_SEITE_:
▬▬▬

Wiener Waterfront (Transdanubien)
Obgleich die Ufer der „schönen blauen Donau“ nur wenige U-Bahn-Stationen vom Stephansdom entfernt sind, werden Florisdorf und Donaustadt bisweilen „Transdanubien“ genannt, so als handele es sich bei den Stadtbezirken jenseits des Donaukanals um ein fernes Land. Wenn die aktuellen Stadtentwicklungspläne zur Profilierung der Wiener „Wasserkanten“ greifen, wird sich das allerdings bald ändern und Wien zum ersten Mal in seiner Geschichte nicht nur auf der Landkarte, sondern auch in seinem urbanen Erscheinungsbild eine „Stadt am Fluss“.

▬▬▬

Schreibe den obigen Text über die Wiener Waterfront vollständig und wortgetreu ab.

▬▬▬

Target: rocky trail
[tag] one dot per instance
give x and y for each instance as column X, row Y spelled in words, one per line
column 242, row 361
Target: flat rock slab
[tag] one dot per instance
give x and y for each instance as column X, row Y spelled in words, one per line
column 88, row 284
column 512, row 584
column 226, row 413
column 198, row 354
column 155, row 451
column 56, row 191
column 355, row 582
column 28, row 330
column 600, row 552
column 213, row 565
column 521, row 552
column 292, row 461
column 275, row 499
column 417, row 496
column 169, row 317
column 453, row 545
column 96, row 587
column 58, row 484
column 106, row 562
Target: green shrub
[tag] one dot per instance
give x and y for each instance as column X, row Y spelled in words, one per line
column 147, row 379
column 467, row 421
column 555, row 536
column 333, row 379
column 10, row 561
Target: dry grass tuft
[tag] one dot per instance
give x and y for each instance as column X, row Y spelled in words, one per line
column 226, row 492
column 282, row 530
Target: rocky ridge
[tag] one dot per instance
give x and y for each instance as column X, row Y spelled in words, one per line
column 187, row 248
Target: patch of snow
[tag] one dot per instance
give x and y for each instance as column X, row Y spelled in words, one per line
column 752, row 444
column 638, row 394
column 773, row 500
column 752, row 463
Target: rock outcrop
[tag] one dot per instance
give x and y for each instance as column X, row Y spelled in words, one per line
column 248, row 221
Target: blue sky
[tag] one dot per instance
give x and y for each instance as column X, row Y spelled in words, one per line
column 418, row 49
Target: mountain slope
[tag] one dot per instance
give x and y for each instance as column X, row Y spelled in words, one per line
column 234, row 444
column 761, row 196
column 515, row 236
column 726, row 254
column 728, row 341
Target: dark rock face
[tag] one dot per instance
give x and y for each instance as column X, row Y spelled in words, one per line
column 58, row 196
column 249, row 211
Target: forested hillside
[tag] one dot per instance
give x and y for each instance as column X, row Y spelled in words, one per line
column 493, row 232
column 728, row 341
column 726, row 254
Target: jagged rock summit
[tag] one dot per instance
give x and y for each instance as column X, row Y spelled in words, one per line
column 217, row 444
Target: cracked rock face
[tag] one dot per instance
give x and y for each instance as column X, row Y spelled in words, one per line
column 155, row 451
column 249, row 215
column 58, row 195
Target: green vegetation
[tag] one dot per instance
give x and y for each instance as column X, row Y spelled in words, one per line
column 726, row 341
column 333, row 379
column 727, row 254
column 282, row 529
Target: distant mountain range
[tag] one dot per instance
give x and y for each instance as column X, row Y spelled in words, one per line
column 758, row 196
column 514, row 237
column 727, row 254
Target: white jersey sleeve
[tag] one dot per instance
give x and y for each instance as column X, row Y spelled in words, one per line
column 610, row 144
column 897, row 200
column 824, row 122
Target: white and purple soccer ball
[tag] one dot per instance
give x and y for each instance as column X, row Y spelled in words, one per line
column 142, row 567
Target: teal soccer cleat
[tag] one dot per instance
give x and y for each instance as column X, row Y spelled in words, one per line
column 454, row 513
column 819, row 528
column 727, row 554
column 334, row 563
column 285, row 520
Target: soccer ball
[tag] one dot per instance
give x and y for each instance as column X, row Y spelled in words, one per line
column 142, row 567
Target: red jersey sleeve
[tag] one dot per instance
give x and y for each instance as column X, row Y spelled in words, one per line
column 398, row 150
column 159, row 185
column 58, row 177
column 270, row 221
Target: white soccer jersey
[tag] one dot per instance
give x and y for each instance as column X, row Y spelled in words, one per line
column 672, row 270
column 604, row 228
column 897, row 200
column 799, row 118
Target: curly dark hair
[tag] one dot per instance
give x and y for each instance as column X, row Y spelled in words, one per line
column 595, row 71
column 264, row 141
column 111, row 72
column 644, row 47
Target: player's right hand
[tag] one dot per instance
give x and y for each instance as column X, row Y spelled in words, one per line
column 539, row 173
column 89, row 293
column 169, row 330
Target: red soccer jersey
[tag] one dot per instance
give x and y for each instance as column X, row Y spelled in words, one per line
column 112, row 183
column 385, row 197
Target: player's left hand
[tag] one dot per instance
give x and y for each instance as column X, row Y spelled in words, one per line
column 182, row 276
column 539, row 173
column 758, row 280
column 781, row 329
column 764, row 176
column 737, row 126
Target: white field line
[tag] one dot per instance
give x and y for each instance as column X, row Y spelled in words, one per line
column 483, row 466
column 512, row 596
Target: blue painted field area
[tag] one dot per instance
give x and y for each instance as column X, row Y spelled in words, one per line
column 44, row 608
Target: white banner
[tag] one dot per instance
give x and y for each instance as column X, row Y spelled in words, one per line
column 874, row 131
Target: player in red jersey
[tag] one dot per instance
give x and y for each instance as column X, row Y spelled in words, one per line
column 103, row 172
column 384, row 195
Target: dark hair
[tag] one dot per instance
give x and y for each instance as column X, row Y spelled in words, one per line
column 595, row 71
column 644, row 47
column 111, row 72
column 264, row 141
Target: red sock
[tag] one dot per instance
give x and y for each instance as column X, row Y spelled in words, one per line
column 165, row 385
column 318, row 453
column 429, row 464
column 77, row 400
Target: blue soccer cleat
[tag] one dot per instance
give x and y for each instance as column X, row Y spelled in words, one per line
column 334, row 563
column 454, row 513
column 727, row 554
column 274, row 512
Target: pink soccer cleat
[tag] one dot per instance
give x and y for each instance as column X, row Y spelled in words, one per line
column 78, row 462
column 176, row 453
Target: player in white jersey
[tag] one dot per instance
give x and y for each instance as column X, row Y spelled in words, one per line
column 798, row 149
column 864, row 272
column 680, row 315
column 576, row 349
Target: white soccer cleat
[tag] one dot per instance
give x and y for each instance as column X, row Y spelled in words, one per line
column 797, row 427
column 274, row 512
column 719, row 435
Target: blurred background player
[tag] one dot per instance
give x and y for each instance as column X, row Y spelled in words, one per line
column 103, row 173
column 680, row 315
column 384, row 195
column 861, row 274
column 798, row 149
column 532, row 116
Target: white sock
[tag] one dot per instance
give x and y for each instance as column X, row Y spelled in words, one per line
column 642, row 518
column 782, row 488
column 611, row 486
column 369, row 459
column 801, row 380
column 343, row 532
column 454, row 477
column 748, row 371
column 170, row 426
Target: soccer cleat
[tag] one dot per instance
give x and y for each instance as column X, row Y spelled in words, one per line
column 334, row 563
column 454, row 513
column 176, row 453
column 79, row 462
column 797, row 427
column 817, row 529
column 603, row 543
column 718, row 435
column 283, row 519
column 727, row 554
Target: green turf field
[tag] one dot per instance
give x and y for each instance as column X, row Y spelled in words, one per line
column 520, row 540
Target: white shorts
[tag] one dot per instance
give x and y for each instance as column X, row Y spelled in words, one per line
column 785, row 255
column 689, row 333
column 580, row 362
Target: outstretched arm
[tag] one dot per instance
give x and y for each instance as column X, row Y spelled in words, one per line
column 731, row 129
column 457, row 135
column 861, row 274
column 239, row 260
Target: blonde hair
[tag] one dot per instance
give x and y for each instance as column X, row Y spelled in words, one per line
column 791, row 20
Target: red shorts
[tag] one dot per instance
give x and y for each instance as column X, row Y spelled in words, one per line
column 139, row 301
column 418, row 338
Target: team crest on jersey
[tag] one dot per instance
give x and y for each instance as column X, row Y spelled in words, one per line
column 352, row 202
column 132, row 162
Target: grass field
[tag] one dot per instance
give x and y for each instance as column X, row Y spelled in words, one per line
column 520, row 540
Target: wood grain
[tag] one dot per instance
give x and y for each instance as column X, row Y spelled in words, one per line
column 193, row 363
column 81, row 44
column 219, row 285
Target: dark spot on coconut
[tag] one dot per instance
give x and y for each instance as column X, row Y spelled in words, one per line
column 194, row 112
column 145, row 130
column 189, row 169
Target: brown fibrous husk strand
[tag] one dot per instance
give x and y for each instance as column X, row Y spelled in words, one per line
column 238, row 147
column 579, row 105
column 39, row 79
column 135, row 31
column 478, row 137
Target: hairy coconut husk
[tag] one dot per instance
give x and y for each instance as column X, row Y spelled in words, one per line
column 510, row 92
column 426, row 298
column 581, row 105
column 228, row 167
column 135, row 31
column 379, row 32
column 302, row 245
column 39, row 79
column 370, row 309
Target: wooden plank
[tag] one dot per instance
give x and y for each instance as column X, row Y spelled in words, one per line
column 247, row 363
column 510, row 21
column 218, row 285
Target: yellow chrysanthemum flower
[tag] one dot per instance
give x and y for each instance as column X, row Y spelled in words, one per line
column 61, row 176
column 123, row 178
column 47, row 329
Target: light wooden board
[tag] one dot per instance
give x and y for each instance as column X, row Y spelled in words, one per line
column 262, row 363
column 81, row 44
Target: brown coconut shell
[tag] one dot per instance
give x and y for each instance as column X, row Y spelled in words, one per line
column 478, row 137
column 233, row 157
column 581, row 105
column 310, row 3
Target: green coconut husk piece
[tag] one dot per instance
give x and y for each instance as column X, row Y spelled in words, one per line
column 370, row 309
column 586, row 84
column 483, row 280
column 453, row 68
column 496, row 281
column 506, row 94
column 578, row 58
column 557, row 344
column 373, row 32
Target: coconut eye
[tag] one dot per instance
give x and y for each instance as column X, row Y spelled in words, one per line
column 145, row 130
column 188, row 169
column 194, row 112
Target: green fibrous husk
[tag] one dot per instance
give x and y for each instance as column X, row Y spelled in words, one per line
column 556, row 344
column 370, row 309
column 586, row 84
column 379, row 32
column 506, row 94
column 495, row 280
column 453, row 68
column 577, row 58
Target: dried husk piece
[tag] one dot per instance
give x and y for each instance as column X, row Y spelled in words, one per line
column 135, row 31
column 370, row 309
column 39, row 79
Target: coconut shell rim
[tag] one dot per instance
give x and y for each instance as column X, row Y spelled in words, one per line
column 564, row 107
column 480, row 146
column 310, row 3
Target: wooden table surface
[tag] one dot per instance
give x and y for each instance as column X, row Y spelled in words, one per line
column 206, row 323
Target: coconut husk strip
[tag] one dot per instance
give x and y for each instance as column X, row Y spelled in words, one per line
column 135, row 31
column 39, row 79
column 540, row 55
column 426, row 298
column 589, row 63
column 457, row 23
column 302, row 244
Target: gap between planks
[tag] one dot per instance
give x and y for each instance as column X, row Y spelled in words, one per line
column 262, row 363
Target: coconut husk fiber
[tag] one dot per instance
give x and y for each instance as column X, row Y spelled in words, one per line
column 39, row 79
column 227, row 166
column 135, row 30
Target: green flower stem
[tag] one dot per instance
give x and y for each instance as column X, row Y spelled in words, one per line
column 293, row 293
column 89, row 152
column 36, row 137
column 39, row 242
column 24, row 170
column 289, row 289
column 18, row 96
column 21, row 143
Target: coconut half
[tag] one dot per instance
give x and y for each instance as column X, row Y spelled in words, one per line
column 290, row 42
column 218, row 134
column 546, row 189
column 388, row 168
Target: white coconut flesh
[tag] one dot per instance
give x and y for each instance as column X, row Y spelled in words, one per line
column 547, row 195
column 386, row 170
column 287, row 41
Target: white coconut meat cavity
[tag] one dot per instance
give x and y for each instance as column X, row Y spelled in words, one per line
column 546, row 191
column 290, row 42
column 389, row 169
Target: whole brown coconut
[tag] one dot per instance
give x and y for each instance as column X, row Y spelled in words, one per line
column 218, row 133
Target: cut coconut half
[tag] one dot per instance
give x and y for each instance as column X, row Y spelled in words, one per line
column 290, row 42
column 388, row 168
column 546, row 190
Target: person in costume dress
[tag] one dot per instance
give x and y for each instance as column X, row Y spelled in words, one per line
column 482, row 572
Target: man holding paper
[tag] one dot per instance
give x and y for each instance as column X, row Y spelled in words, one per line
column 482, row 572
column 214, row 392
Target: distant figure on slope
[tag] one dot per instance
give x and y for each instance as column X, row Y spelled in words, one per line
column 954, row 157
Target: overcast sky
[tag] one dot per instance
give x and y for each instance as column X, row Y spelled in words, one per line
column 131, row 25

▬▬▬

_ANTWORT_:
Wiener Waterfront (Transdanubien)
Obgleich die Ufer der „schönen blauen Donau“ nur wenige U-Bahn-Stationen vom Stephansdom entfernt sind, werden Florisdorf und Donaustadt bisweilen „Transdanubien“ genannt, so als handele es sich bei den Stadtbezirken jenseits des Donaukanals um ein fernes Land. Wenn die aktuellen Stadtentwicklungspläne zur Profilierung der Wiener „Wasserkanten“ greifen, wird sich das allerdings bald ändern und Wien zum ersten Mal in seiner Geschichte nicht nur auf der Landkarte, sondern auch in seinem urbanen Erscheinungsbild eine „Stadt am Fluss“.